___ EXTRACT ___
Analyze gene expression based on coverage distribution around TSS from cfDNA
Basic Usage: expression_prediction.py [-h] -fq FASTQ_FILE -s NAME -g {m,f} [-o OUTDIR] [-k] [-t THREADS] -cna CNA_FILE [-tmp TEMP_DIR] [-step START_STEP]
Note: This calls every step of the below list. Copy number alterations (CNAs) need to be normalized against. This is done by specifying a list of copy-number states in the format . For plasma-seq analyses this is the *.segments file.
Attention: Large hg19 reference index files for BWA are not in this commit
Also needed for analysis: . java . R (Package e1071)
-) Step1 create directory and create MD5 file of input -) Step2 Trim fastq -) Step3 alignment and conversion to BAM -) Step4 remove PCR duplicates -) Step5 analyze TSS profile in housekeeping vs. unexpressed genes and plot in R -) Step6 extract coverage parameters for expression prediction -) Step7 expression prediction
As Rmdup is now obsolete, and we have paired end reads, or lab uses picard's markduplicates to remove them. We then start from step 5 after duplicates have been removed and fastq's converted to bam's in the way the lab prefers. These new scripts will be uploaded to the repository.
___
(WHAT NEEDS TO BE DONE): Reproduce the passage of the cfDNA gene expression text starting at "Analyze gene expression" and ending at "R (Package e1071)". You will not need the items.
___ EXCERPTED RECORDS ___
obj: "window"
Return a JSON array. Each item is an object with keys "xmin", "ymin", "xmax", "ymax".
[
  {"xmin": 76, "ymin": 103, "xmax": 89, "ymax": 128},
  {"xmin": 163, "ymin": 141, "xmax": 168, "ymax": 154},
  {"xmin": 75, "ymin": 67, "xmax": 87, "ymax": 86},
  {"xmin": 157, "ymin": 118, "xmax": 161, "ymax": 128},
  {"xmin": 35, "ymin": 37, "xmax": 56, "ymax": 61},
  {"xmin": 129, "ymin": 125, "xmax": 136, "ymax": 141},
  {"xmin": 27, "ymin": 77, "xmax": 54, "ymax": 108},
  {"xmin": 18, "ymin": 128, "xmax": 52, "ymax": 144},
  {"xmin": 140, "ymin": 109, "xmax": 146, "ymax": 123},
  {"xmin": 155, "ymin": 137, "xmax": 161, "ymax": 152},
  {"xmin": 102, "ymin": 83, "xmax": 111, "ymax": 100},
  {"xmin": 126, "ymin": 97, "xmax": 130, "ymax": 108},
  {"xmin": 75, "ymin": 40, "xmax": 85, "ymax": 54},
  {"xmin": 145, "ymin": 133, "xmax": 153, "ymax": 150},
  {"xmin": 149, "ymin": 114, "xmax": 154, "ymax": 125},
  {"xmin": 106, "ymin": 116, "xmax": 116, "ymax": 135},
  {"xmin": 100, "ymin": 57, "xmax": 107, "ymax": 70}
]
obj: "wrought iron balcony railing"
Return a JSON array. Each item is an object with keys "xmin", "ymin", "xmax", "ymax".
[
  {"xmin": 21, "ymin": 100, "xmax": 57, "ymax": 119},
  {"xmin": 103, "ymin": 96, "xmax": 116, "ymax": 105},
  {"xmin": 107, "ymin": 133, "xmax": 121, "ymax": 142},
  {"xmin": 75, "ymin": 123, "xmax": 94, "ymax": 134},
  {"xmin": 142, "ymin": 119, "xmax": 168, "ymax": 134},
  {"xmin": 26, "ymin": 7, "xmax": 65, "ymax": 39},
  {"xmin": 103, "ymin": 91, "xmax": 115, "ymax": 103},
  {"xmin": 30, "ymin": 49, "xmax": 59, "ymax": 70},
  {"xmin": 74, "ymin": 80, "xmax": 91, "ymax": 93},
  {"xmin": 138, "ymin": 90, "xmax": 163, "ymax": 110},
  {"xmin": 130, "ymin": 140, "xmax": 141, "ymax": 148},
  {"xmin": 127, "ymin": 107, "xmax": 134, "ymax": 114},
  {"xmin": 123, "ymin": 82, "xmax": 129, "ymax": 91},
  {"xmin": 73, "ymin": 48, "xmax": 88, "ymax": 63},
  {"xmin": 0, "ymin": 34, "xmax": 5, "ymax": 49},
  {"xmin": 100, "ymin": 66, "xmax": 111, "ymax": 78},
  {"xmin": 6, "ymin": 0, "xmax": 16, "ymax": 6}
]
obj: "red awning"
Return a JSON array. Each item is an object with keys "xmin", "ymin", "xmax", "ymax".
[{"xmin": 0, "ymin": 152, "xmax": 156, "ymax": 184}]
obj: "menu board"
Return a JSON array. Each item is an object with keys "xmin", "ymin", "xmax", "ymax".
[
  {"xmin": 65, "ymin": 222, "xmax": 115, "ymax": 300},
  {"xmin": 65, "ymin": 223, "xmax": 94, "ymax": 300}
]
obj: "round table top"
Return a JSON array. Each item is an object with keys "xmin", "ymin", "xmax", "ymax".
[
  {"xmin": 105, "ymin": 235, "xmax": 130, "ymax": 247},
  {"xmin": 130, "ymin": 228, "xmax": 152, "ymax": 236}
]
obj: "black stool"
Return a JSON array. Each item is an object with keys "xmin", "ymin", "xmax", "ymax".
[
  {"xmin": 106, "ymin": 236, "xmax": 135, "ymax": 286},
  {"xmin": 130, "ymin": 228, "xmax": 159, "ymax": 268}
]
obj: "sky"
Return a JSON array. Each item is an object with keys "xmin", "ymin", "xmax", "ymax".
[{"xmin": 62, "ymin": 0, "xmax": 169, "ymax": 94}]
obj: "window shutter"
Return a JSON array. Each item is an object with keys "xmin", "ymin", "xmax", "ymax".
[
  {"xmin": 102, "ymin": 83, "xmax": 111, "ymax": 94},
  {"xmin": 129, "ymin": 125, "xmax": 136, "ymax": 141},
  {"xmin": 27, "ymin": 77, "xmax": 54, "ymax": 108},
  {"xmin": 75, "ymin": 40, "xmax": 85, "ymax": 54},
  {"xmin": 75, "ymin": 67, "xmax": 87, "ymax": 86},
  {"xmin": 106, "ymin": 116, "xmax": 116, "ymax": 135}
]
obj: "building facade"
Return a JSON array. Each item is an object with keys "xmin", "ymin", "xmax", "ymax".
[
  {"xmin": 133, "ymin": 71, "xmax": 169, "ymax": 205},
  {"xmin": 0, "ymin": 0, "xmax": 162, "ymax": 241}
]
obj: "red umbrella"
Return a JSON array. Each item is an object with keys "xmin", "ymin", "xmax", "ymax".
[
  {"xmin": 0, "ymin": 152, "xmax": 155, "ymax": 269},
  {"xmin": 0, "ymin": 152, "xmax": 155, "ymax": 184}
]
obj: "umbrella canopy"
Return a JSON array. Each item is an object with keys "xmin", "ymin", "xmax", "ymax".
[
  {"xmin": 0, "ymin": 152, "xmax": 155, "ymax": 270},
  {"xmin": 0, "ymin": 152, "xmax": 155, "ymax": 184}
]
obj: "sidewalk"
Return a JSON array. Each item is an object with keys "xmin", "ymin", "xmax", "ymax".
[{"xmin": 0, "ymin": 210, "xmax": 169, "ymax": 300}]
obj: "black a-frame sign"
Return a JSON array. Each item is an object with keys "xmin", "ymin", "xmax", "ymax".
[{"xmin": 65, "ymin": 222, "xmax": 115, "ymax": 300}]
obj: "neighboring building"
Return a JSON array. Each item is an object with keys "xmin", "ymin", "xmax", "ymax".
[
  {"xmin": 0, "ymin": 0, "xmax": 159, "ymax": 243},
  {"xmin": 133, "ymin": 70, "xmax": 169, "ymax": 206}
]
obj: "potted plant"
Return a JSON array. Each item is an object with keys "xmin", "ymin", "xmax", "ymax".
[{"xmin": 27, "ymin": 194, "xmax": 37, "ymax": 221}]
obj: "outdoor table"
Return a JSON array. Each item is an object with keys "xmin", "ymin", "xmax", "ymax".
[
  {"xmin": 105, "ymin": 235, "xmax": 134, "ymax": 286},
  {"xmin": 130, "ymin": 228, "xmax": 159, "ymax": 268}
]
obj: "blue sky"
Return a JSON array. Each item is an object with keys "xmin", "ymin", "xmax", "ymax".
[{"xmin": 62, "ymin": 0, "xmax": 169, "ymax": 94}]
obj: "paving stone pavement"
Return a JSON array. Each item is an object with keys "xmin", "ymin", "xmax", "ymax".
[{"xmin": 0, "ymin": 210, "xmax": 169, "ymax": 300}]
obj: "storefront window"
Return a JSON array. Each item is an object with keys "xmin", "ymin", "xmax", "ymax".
___
(ANSWER TO THIS PROBLEM):
Analyze gene expression based on coverage distribution around TSS from cfDNA
Basic Usage: expression_prediction.py [-h] -fq FASTQ_FILE -s NAME -g {m,f} [-o OUTDIR] [-k] [-t THREADS] -cna CNA_FILE [-tmp TEMP_DIR] [-step START_STEP]
Note: This calls every step of the below list. Copy number alterations (CNAs) need to be normalized against. This is done by specifying a list of copy-number states in the format . For plasma-seq analyses this is the *.segments file.
Attention: Large hg19 reference index files for BWA are not in this commit
Also needed for analysis: . java . R (Package e1071)